Supplied text:
_ _ _ _

Regularization

Prof. Sam Berchuck

Feb 13, 2025

Review of last lecture

On Tuesday, we learned about robust regression.
- Heteroskedasticity
- Heavy-tailed distributions
- Median regression
These were all models for the observed data \(Y_i\).
Today, we will focus on prior specifications for \(\boldsymbol{\beta}\).

Sparsity in regression problems

Supervised learning can be cast as the problem of estimating a set of coefficients \(\boldsymbol{\beta} = \{\beta_j\}_{j=1}^{p}\) that determines some functional relationship between a set of \(\{x_{ij}\}_{j = 1}^p\) and a target variable \(Y_i\).
This is a central focus of statistics and machine learning.
Challenges arise in “large-\(p\)” problems where, in order to avoid overly complex models that predict poorly, some form of dimension reduction is needed.
Finding a sparse solution, where some \(\beta_j\) are zero, is desirable.

Bayesian sparse estimation

From a Bayesian-learning perspective, there are two main sparse-estimation alternatives: discrete mixtures and shrinkage priors.
Discrete mixtures have been very popular, with the spike-and-slab prior being the gold standard.
- Easy to force \(\beta_j\) to exactly zero, but require discrete parameter specification.
Shrinkage priors force \(\beta_j\) to zero using regularization, but struggle to get exact zeros.
- In recent years, shrinkage priors have become dominant in Bayesian sparsity priors.

Global-local shrinkage

Let’s assume \(\mathbf{Y} \stackrel{}{\sim}N\left(\alpha + \mathbf{X}\boldsymbol{\beta},\sigma^2\mathbf{I}_n\right)\).
Sparsity can be induced into \(\boldsymbol{\beta}\) using a global-local prior,

\[\begin{aligned} \beta_j | \lambda_j, \tau &\stackrel{ind}{\sim} N(0, \lambda_j^2 \tau^2)\\ \lambda_j &\stackrel{iid}{\sim} f(\lambda_j). \end{aligned}\]

\(\tau^2\) is the global variance term.
\(\lambda_j\) is the local term.
The degree of sparsity depends on the choice of \(f(\lambda_j)\).

Spike-and-slab prior

Discrete parameter specification,

\[\begin{aligned} \beta_j | \lambda_j, \tau &\stackrel{ind}{\sim} N(0, \lambda_j^2 \tau^2)\\ \lambda_j &\stackrel{iid}{\sim} \text{Bernoulli}(\pi). \end{aligned}\]

\(\lambda_j \in \{0,1\}\), thus this model permits exact zeros.
The number of zeros is dictated by \(\pi\), which can either be pre-specified or given a prior.
Discrete parameters can not be specified in Stan!

_ _ _ _

Tasks to perform:
[1] According to the regularization lecture, which prior is considered the gold standard among discrete mixtures?
[2] Carry on the regularization lecture from the point where it stops.

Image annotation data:
_ _ _ _

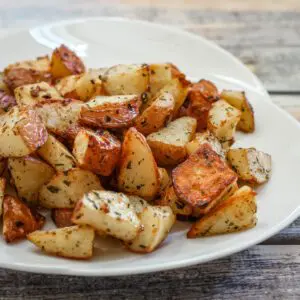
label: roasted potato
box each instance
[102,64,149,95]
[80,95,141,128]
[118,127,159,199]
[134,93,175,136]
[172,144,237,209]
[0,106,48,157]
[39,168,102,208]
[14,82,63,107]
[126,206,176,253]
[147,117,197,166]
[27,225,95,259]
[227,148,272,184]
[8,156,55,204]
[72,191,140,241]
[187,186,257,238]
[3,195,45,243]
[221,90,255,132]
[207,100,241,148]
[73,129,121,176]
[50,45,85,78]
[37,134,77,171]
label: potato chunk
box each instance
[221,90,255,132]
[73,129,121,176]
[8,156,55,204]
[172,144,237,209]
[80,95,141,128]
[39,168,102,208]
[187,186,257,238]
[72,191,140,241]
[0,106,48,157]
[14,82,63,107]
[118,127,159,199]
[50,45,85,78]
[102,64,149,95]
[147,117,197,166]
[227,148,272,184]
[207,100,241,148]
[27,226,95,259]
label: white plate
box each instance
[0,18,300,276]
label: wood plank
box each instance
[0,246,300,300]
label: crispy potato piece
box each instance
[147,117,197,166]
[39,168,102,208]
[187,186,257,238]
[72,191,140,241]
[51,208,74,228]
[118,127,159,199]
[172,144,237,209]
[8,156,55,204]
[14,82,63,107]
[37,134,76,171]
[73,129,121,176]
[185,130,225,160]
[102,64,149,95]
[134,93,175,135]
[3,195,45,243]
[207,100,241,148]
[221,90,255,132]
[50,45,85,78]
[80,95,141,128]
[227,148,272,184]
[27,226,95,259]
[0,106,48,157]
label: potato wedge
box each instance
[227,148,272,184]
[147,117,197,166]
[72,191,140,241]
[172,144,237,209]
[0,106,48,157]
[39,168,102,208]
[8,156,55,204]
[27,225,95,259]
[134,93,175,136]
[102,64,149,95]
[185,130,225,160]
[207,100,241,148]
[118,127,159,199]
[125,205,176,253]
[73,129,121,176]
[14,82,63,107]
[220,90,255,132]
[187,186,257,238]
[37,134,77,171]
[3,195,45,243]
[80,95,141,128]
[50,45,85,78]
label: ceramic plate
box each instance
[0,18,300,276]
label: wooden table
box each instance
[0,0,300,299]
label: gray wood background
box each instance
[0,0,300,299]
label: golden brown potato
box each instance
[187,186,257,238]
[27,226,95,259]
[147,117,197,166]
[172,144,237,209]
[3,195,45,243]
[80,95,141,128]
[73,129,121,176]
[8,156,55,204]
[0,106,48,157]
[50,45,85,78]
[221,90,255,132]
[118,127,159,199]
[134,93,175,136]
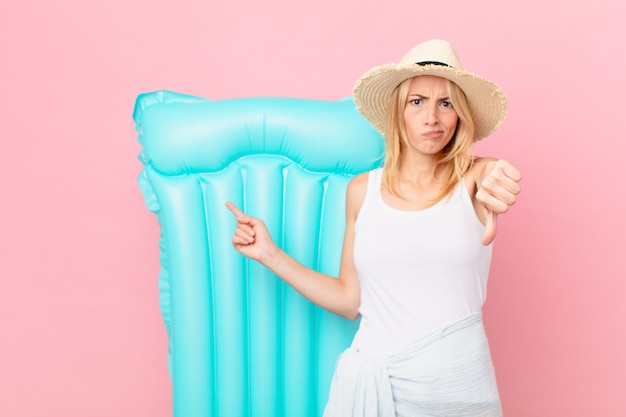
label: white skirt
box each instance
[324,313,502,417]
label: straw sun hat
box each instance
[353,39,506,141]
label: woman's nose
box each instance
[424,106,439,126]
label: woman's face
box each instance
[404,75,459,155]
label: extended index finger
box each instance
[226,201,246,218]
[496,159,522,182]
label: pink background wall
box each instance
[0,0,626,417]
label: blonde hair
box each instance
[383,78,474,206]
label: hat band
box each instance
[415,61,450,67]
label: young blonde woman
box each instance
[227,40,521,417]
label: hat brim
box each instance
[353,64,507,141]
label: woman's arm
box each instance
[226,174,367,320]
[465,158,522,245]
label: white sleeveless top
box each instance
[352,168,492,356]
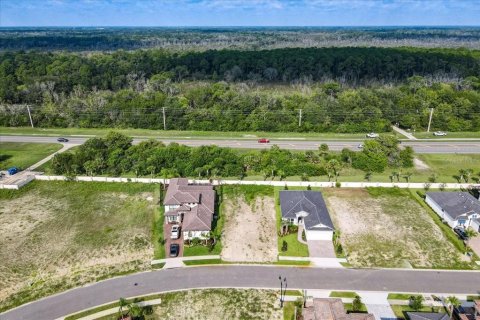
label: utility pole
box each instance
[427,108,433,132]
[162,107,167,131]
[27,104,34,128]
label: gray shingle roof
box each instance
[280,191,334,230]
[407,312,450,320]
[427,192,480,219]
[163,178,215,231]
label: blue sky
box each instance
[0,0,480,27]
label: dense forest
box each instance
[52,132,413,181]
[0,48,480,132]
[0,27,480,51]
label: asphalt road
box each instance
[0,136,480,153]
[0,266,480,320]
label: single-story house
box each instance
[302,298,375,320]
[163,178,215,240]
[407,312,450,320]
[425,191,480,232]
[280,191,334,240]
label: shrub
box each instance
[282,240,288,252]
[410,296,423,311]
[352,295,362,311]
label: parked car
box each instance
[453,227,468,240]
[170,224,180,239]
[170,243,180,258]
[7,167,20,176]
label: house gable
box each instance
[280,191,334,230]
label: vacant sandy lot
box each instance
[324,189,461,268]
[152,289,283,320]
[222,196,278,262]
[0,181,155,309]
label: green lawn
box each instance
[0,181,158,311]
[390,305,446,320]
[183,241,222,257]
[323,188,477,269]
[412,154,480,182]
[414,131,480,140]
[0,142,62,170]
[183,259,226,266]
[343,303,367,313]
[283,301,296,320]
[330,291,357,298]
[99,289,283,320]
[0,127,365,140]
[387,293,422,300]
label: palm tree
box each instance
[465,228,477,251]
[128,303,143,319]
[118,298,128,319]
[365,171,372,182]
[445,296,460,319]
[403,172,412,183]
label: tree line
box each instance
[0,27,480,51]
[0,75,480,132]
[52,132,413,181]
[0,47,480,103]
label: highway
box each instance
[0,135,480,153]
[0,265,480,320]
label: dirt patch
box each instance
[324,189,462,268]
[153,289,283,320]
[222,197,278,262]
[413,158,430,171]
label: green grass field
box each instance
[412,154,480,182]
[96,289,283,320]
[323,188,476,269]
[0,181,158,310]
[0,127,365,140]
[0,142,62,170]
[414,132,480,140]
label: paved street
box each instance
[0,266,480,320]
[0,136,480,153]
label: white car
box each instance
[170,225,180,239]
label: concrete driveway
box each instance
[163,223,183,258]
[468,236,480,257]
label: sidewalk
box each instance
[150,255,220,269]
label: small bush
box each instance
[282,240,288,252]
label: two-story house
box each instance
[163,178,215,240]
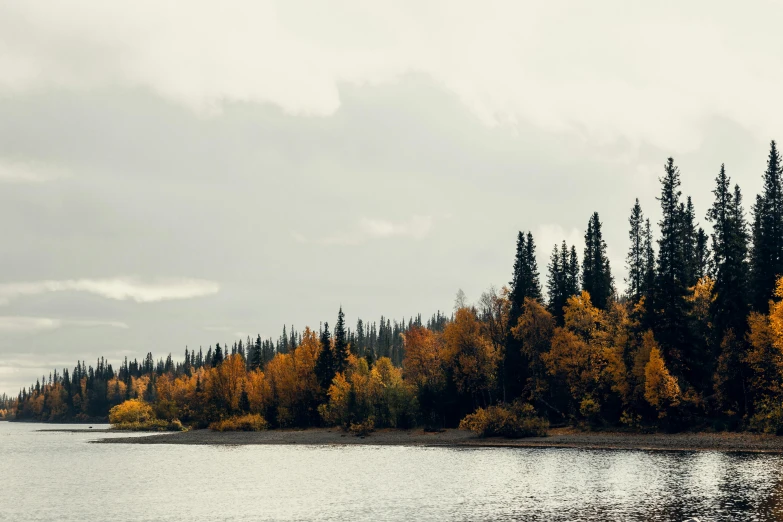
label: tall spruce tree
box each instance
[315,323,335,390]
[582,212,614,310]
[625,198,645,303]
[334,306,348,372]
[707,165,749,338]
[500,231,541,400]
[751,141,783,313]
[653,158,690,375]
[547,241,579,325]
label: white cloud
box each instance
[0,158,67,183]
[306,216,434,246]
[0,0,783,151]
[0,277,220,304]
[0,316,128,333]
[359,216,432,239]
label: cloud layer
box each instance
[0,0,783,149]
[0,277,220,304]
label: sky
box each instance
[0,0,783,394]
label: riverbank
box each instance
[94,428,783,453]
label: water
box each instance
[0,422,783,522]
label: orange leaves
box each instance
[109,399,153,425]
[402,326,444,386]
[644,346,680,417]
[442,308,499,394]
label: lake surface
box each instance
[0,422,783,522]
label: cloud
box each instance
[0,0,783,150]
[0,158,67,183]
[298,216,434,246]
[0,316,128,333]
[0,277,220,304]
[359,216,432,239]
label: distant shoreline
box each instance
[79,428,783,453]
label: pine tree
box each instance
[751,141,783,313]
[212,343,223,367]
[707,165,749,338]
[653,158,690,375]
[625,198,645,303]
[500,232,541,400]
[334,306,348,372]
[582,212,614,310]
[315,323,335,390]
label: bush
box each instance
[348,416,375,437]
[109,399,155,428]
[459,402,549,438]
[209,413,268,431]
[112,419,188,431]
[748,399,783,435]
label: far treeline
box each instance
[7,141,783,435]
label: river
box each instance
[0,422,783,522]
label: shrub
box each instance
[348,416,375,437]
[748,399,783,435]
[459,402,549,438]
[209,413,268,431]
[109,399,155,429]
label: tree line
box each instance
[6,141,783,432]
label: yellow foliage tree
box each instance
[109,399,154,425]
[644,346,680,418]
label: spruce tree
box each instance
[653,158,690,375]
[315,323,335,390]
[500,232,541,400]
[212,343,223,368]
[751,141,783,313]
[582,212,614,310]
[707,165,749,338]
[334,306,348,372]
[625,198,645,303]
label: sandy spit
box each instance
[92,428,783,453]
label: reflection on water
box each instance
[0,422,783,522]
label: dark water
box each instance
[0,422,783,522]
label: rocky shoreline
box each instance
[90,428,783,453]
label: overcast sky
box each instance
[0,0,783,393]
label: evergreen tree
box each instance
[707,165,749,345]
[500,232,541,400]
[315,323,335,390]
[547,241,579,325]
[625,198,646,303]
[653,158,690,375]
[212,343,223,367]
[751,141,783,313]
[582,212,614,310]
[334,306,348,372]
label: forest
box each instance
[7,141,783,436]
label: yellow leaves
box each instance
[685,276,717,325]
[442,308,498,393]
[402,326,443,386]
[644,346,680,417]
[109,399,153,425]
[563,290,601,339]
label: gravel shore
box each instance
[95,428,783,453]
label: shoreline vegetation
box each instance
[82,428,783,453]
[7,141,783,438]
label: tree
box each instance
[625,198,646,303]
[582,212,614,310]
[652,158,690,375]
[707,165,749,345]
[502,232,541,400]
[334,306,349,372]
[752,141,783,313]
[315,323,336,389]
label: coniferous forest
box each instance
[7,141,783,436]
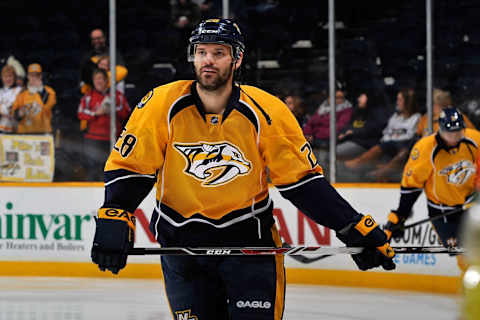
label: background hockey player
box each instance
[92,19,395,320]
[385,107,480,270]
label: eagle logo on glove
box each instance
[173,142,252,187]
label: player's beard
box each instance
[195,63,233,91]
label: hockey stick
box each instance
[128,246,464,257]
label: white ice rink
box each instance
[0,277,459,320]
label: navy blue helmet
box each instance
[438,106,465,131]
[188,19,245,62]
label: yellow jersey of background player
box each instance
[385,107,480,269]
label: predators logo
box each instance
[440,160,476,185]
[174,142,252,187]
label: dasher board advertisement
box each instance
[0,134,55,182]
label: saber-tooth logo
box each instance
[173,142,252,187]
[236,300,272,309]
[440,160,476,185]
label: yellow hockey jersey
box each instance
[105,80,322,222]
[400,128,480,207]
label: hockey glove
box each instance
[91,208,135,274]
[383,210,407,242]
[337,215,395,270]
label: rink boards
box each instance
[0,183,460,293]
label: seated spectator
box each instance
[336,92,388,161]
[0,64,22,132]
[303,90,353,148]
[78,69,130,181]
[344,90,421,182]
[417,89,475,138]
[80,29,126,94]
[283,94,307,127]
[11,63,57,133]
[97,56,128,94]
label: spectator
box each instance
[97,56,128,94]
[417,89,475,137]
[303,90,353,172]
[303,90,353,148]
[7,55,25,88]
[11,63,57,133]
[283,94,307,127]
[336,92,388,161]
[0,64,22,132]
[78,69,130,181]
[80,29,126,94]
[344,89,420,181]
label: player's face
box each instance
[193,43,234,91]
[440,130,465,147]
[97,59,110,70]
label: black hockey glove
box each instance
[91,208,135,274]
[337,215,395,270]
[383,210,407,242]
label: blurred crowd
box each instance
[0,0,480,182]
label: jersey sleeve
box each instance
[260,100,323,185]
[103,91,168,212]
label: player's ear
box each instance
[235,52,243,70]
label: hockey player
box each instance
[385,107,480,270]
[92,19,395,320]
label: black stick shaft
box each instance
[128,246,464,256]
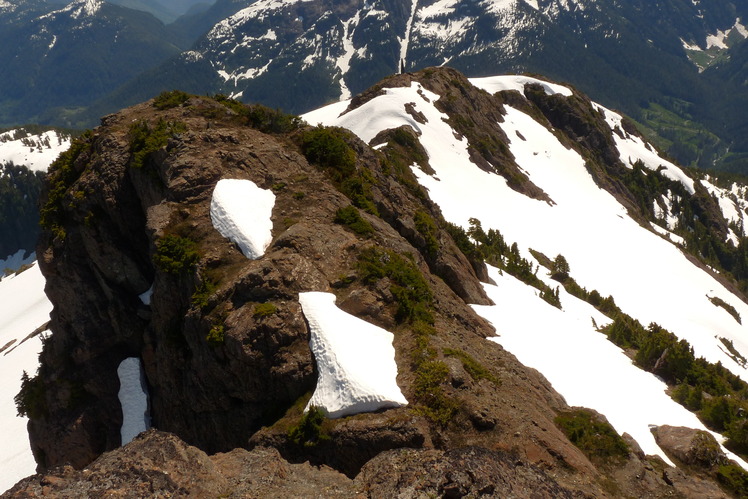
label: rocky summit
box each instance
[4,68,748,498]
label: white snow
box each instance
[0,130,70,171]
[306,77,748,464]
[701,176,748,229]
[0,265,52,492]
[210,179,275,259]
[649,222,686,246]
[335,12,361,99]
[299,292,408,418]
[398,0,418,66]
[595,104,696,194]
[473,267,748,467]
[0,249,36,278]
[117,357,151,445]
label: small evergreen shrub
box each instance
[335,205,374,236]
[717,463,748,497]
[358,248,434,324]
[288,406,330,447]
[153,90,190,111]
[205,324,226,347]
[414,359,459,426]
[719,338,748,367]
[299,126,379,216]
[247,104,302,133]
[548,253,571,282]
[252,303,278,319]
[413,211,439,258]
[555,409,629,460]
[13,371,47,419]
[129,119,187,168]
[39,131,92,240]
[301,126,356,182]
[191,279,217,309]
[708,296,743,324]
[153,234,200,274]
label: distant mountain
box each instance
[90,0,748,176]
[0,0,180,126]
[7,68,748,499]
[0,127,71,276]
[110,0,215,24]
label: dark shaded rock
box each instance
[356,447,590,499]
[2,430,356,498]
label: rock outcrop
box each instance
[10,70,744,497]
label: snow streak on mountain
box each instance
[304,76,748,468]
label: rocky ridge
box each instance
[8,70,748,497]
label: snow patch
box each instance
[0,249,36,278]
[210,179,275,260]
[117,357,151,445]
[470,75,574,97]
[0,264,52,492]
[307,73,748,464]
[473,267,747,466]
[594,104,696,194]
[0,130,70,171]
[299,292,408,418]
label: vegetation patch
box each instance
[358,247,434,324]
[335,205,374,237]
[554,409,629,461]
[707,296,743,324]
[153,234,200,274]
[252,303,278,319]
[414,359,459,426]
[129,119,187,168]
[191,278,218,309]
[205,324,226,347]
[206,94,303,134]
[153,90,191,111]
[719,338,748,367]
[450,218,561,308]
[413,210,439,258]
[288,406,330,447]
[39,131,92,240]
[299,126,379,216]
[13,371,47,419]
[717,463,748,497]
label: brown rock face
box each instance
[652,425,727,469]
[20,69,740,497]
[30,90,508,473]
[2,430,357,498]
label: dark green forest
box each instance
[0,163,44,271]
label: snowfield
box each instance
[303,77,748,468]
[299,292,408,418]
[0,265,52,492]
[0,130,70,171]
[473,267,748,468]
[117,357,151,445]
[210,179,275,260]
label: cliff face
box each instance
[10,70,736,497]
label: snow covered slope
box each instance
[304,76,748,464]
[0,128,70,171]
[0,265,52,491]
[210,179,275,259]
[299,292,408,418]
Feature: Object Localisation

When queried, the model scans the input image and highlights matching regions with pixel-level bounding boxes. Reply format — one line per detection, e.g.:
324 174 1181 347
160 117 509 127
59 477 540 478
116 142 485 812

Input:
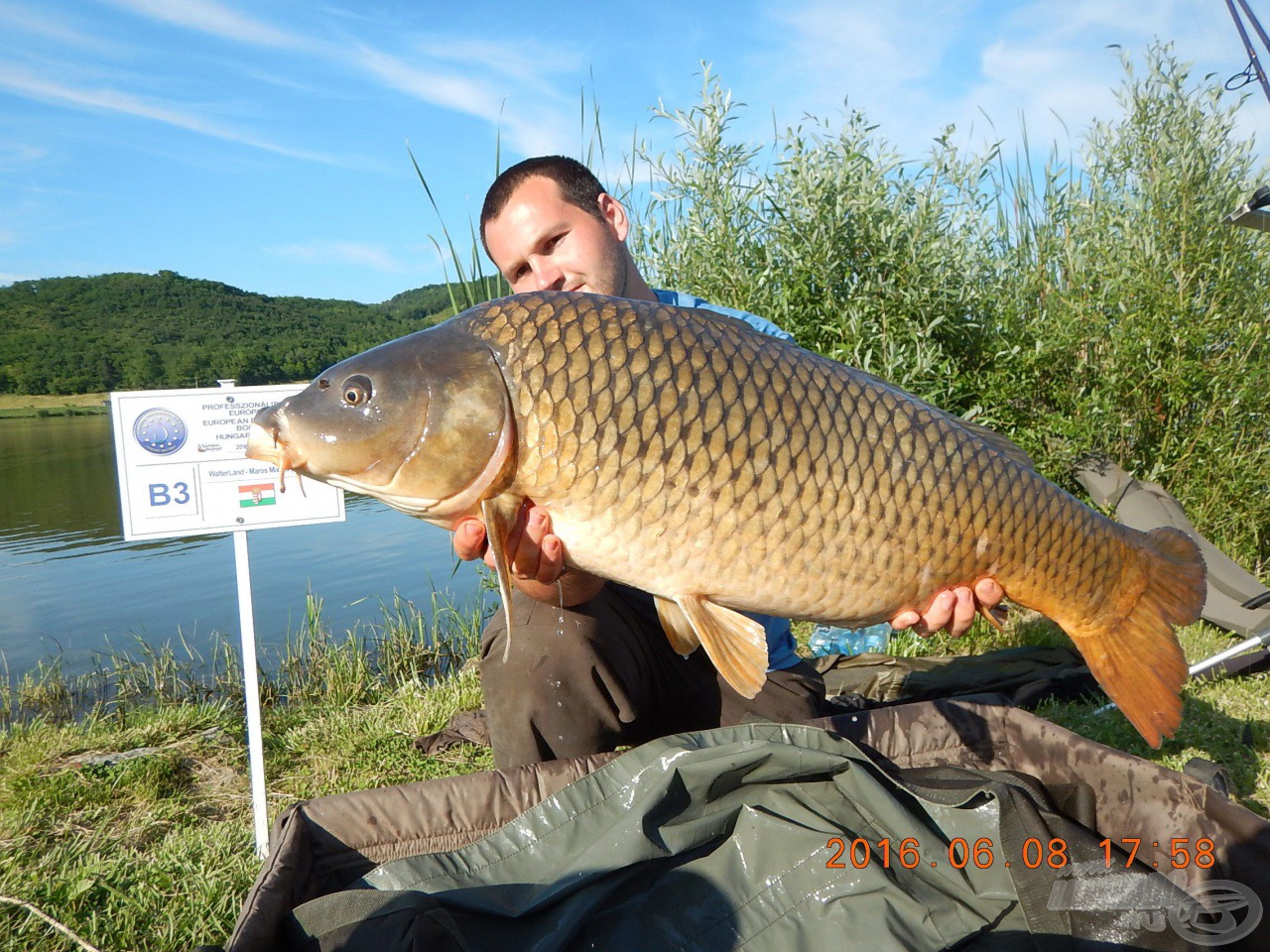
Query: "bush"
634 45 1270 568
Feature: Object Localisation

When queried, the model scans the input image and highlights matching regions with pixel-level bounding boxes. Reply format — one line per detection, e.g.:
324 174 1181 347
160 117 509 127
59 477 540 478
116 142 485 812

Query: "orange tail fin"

_ _ _ _

Outputs by task:
[1] The spike-and-slab prior.

[2]
Spike-and-slab prior

Spike-and-slab can be written generally as a two-component mixture of Gaussians,

\[\begin{aligned} \beta_j | \lambda_j, \tau, \omega &\stackrel{ind}{\sim} \lambda_j N(0, \tau^2) + (1-\lambda_j) N(0,\omega^2)\\ \lambda_j &\stackrel{iid}{\sim} \text{Bernoulli}(\pi). \end{aligned}\]

\(\omega \ll \tau\) and the indicator variable \(\lambda_j \in \{0, 1\}\) denotes whether \(\beta_j\) is close to zero (comes from the “spike”, \(\lambda_j = 0\)) or non-zero (comes from the “slab”, \(\lambda_j = 1\)).
Often \(\omega = 0\) (the spike is a true spike).

Ridge regression

Ridge regression is motivated by extending linear regression to the setting where:
- there are too many predictors (sparsity is desired) and/or,
- \(\mathbf{X}^\top \mathbf{X}\) is ill-conditioned were singular or nearly singular (multicollinearity).
The OLS estimate becomes unstable: \[\hat{\boldsymbol{\beta}}_{\text{OLS}} = \left(\mathbf{X}^\top \mathbf{X}\right)^{-1}\mathbf{X}^\top \mathbf{Y}.\]

Ridge regression

The ridge estimator minimizes the penalized sum of squares,

\[\hat{\boldsymbol{\beta}}_{\text{RIDGE}} = \arg \min_{\boldsymbol{\beta}}\left||\mathbf{Y} - \boldsymbol{\mu}\right||_2^2 + \lambda \sum_{j=1}^p \beta_j^2\]

\(\boldsymbol{\mu} = \alpha + \mathbf{X}\boldsymbol{\beta}\).
\(||\mathbf{v}||_2 = \sqrt{\mathbf{v}^\top \mathbf{v}}\) is the L2 norm.
\(\hat{\boldsymbol{\beta}}_{\text{RIDGE}} = \left(\mathbf{X}^\top\mathbf{X} + \lambda \mathbf{I}_p\right)^{-1}\mathbf{X}^\top\mathbf{Y}\)
- Adding the \(\lambda\) to diagonals of \(\mathbf{X}^\top\mathbf{X}\) stabilizes the inverse, which becomes unstable with multicollinearity.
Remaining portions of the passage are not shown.